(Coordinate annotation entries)

━━━━━━━━━━━━━━━━━━━━

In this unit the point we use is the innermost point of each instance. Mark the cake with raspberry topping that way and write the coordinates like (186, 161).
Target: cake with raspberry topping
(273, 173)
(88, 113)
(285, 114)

━━━━━━━━━━━━━━━━━━━━

Stated exercise
Express each line of the listing as a string in a JSON list, one string per line and no strings for blank lines.

In response
[
  "In this unit the point we use is the innermost point of each instance. Mark the cake with raspberry topping that way and write the coordinates like (186, 161).",
  "Target: cake with raspberry topping",
  "(273, 173)",
  "(88, 113)",
  "(285, 114)"
]